Perplexités militaires
19 mars 2003
Comme les choses me semblent aller au rebours du
bon sens, je mets ici bien à plat la façon dont je me les représente.
Savoir interpréter l'attentat du 11
septembre 2001
Tout attentat est un message qui doit
être décodé. La plupart signifient ceci : "Voyez, je vous ai fait mal
mais je pourrais faire pire ; donnez-moi ce que je réclame" : ce qui
est réclamé, c'est de l'argent, la libération de certains prisonniers, des
armes etc. (Voir Dominique Lorentz, Une
guerre). D'autres signifient ceci : "Je vous fais la vie impossible,
partez !".
Aucune de ces deux interprétations ne peut convenir pour
l'attentat du 11 septembre 2001 : un maître chanteur ne monte pas
immédiatement aux extrêmes, et comment pourrait-on faire partir les Américains
d'Amérique ?

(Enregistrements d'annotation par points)

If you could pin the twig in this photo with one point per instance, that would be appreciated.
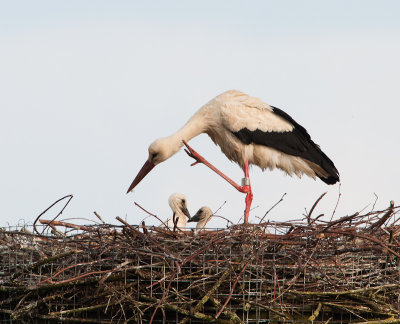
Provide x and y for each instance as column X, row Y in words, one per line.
column 272, row 208
column 48, row 208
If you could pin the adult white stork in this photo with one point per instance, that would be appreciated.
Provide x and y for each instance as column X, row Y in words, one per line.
column 178, row 204
column 248, row 131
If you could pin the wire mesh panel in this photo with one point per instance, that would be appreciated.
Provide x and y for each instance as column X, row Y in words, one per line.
column 304, row 271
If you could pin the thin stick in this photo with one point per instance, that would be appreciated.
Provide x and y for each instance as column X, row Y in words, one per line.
column 272, row 208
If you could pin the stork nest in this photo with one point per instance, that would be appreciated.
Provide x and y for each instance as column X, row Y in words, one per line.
column 308, row 270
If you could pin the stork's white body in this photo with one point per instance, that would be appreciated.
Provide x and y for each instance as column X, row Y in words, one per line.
column 233, row 111
column 249, row 132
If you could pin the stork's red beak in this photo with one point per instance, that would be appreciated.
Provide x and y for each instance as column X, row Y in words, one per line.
column 146, row 168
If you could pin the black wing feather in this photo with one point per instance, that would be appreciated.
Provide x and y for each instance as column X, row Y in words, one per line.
column 296, row 142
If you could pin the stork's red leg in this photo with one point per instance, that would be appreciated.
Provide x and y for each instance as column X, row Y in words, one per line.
column 249, row 195
column 245, row 188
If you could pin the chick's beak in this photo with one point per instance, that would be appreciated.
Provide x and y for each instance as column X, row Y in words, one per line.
column 146, row 168
column 185, row 211
column 196, row 217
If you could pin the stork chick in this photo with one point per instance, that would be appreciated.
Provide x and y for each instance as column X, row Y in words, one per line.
column 178, row 204
column 202, row 217
column 249, row 132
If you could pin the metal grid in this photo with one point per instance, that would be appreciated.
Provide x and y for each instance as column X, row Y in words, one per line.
column 116, row 274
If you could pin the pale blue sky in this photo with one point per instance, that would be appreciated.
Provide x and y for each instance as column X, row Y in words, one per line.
column 86, row 86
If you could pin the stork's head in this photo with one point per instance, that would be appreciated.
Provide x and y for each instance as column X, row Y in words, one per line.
column 203, row 214
column 159, row 151
column 178, row 204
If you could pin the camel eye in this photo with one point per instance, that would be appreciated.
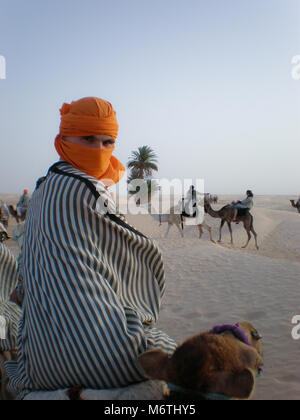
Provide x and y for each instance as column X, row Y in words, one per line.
column 256, row 335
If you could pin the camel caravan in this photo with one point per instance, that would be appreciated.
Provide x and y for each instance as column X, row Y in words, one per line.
column 234, row 212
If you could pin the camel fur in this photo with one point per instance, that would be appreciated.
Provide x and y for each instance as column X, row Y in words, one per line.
column 209, row 364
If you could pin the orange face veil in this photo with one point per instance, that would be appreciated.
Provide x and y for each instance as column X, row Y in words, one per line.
column 87, row 117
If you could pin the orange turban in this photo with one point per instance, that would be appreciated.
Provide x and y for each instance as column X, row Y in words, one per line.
column 88, row 116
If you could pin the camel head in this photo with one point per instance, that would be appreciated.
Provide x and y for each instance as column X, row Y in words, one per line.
column 209, row 363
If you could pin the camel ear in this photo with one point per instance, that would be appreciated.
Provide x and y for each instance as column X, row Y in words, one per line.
column 155, row 364
column 238, row 385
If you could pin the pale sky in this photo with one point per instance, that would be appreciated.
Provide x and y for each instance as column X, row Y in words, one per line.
column 206, row 83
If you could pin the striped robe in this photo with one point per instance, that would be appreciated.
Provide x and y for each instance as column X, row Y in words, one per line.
column 92, row 290
column 10, row 313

• **Consignes**:
• a. Reprenez à l'identique le passage du texte sur l'attentat du 11 septembre 2001 qui s'ouvre sur les mots contenant « Savoir interpréter l'attentat » et se clôt sur « d'Amérique ? ».
• b. Présentez sous forme de liste numérotée, sans les lignes vides, la partie des enregistrements qui s'ouvre sur la ligne contenant « If you could pin the stork's red beak » et se clôt sur la ligne contenant « column 86, row 86 », ces deux lignes comprises, s'il vous plaît. Ne donnez que ces lignes.

• **Réponses par tâche**:
• a.
Savoir interpréter l'attentat du 11
septembre 2001
Tout attentat est un message qui doit
être décodé. La plupart signifient ceci : "Voyez, je vous ai fait mal
mais je pourrais faire pire ; donnez-moi ce que je réclame" : ce qui
est réclamé, c'est de l'argent, la libération de certains prisonniers, des
armes etc. (Voir Dominique Lorentz, Une
guerre). D'autres signifient ceci : "Je vous fais la vie impossible,
partez !".
Aucune de ces deux interprétations ne peut convenir pour
l'attentat du 11 septembre 2001 : un maître chanteur ne monte pas
immédiatement aux extrêmes, et comment pourrait-on faire partir les Américains
d'Amérique ?

• b.
1. If you could pin the stork's red beak in this photo with one point per instance, that would be appreciated.
2. Provide x and y for each instance as column X, row Y in words, one per line.
3. column 146, row 168
4. If you could pin the black wing feather in this photo with one point per instance, that would be appreciated.
5. Provide x and y for each instance as column X, row Y in words, one per line.
6. column 296, row 142
7. If you could pin the stork's red leg in this photo with one point per instance, that would be appreciated.
8. Provide x and y for each instance as column X, row Y in words, one per line.
9. column 249, row 195
10. column 245, row 188
11. If you could pin the chick's beak in this photo with one point per instance, that would be appreciated.
12. Provide x and y for each instance as column X, row Y in words, one per line.
13. column 146, row 168
14. column 185, row 211
15. column 196, row 217
16. If you could pin the stork chick in this photo with one point per instance, that would be appreciated.
17. Provide x and y for each instance as column X, row Y in words, one per line.
18. column 178, row 204
19. column 202, row 217
20. column 249, row 132
21. If you could pin the metal grid in this photo with one point per instance, that would be appreciated.
22. Provide x and y for each instance as column X, row Y in words, one per line.
23. column 116, row 274
24. If you could pin the pale blue sky in this photo with one point per instance, that would be appreciated.
25. Provide x and y for each instance as column X, row Y in words, one per line.
26. column 86, row 86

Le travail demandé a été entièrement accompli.